#### Document segment ####
Development¶
Set up environment¶
git clone https://github.com/opentargets/OnToma.git
python3 -m venv env
source env/bin/activate
pip install --editable .
Install development packages¶
python3 -m pip install --upgrade \
build pip twine \
pytest \
sphinx sphinx-rtd-theme
Adding a dependency¶
Installation dependencies are stored in the setup.py
file, in the install_requires
section.
Releasing a new version¶
- Modify the version in the
VERSION
file. - Add a tag:
git tag $(cat VERSION) && git push origin --tags
. - Create a release on GitHub.
- Generate distribution archives:
python3 -m build
. - Upload the release:
python3 -m twine upload dist/*
. Use the usual login and password for PyPi.
Performing a comparison benchmark¶
This can be used in case of major updates to OnToma algorithm to make sure they don’t break things significantly.
#### Entries supplied ####
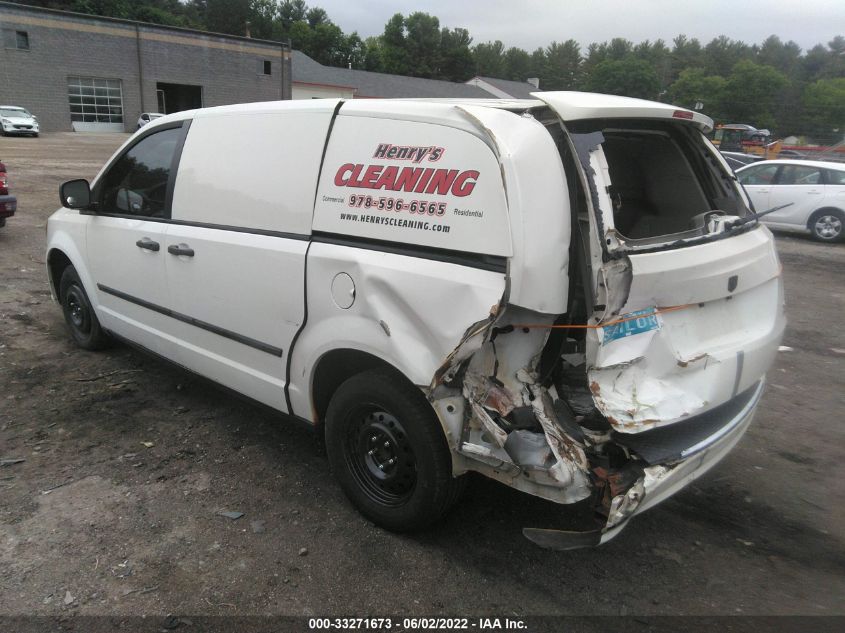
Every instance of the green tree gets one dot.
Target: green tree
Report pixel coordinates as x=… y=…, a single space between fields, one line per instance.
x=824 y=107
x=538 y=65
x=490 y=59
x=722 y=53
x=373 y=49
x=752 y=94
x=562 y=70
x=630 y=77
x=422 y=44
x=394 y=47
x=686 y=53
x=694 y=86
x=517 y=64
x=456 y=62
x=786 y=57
####
#### Entries supplied ####
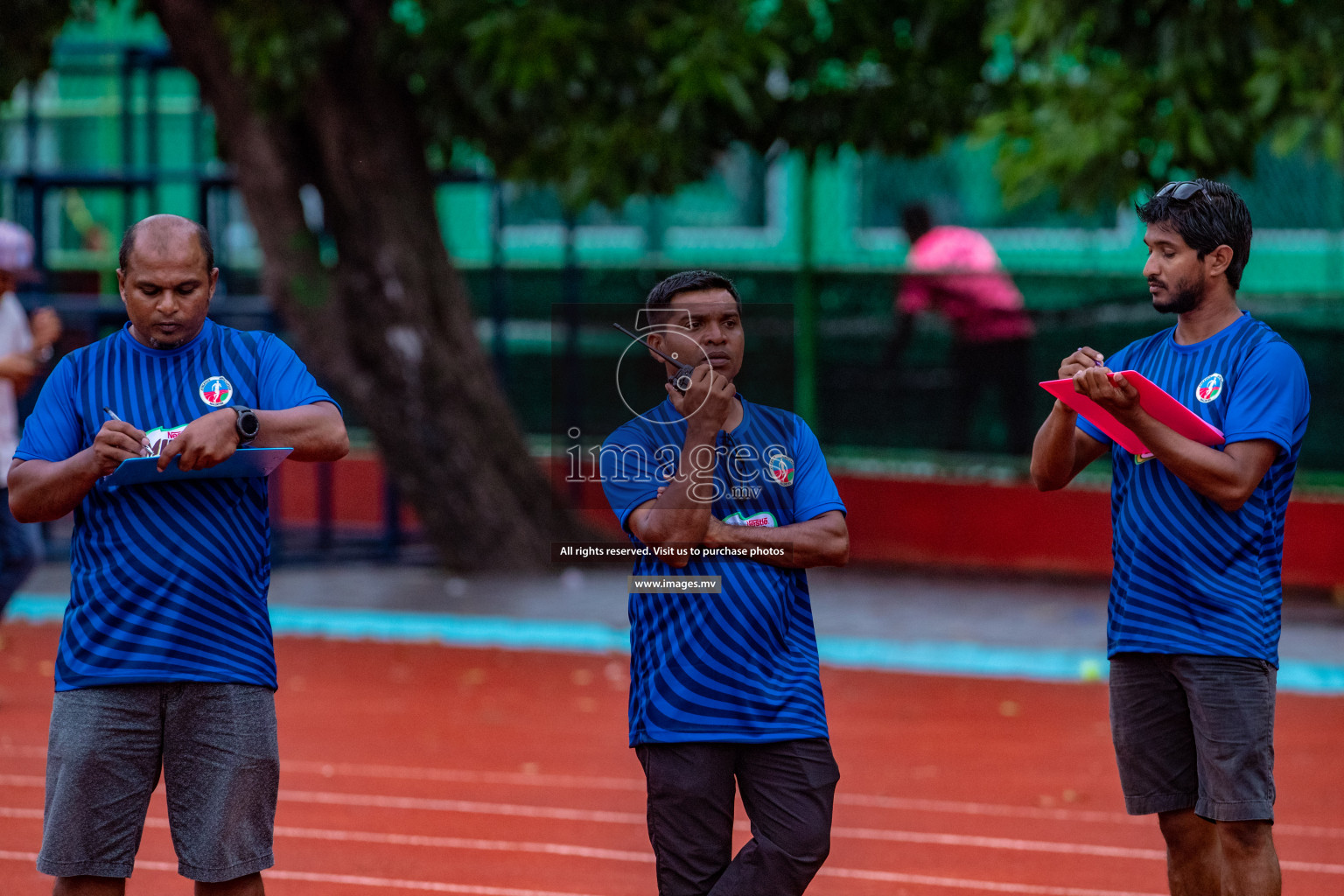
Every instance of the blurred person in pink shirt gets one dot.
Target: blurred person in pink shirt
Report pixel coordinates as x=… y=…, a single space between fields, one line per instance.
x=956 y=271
####
#### Entries supplied ####
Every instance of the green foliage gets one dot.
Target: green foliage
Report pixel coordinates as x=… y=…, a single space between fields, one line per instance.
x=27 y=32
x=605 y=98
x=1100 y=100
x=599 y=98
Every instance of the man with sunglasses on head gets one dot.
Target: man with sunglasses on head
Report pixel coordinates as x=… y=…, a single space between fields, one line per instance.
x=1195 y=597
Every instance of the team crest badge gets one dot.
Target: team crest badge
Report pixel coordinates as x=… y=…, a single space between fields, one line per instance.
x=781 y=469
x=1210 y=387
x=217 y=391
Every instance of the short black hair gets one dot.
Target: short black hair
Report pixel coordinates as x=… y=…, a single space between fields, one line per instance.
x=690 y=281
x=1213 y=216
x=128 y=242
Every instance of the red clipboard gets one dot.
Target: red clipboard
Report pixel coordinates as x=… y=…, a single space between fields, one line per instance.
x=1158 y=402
####
▶ Required work:
[A] In the OnToma development notes, which file holds the installation dependencies?
[B] Rewrite the OnToma development notes between "- Generate distribution" and "break things significantly.", inclusive, putting "API token" in place of "password".
The listing has nothing to do with the OnToma development notes.

▶ Completed exercise:
[A] The setup.py file, in its install_requires section.

[B]
- Generate distribution archives:
python3 -m build
. - Upload the release:
python3 -m twine upload dist/*
. Use the usual login and API token for PyPi.
Performing a comparison benchmark¶
This can be used in case of major updates to OnToma algorithm to make sure they don’t break things significantly.